Given exercise A: Write out, word for word, the passage of the article on tax policy making from "In his Autumn" up to and including "ensure good policy.".

Source excerpt:
18 January 2017

An event with Treasury Minister Jane Ellison, to launch our joint report with the CIOT and IFS on tax policy making, emphasised the role of those across the tax system in improving tax policy. Alice Lilly highlights the key points.

Tax is at the heart of political debate and crucial to the economy’s performance, so it is vital to ensure that the systems and processes are in place to make good tax policy. Our joint report with the Chartered Institute of Taxation and the Institute for Fiscal Studies, Better Budgets: Making tax policy better, sets out problems in the current process, from inadequate consultation to the special processes around Budgets, and ten steps toward better tax policy, which speakers from each organisation including Bill Dodwell, President of the CIOT, and Paul Johnson, Director of the IFS, outlined at the launch.

In his Autumn Statement, the Chancellor has already taken the first key step – by announcing that he would revert to one main fiscal event a year. 

Responding to the report, Jane Ellison MP, Financial Secretary to the Treasury, stressed the importance of this, calling it a ‘down payment’ on improving the policy making process. She discussed the steps being taken to improve the system under four broad headings, while emphasising the responsibility of those across the tax community to ensure good policy.

Excerpted records:
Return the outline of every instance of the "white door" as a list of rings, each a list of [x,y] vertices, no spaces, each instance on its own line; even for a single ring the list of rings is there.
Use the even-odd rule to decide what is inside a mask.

--

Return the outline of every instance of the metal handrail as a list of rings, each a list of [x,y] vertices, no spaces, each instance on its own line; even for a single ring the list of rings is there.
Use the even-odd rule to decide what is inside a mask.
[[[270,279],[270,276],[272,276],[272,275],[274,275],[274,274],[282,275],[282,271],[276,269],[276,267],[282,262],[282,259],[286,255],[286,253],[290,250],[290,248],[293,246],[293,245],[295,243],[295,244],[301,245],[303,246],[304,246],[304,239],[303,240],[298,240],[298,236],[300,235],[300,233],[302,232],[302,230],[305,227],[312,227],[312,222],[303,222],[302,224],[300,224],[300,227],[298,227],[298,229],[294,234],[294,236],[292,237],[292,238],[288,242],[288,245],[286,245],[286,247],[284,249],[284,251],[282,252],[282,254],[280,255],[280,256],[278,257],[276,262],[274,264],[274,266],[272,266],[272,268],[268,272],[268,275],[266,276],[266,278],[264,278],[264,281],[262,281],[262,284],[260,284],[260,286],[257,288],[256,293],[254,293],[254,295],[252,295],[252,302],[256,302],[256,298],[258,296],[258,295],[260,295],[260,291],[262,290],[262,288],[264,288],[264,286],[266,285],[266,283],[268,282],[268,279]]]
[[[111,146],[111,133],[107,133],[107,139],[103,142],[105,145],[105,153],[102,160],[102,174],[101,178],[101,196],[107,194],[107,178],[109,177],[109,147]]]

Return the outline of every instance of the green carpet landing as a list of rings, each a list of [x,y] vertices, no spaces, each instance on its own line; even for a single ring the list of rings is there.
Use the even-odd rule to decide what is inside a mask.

Given exercise B: How many lines in the records contain the string "there"? Reply with the number alone.

Response A:
In his Autumn Statement, the Chancellor has already taken the first key step – by announcing that he would revert to one main fiscal event a year. 

Responding to the report, Jane Ellison MP, Financial Secretary to the Treasury, stressed the importance of this, calling it a ‘down payment’ on improving the policy making process. She discussed the steps being taken to improve the system under four broad headings, while emphasising the responsibility of those across the tax community to ensure good policy.

Response B: 3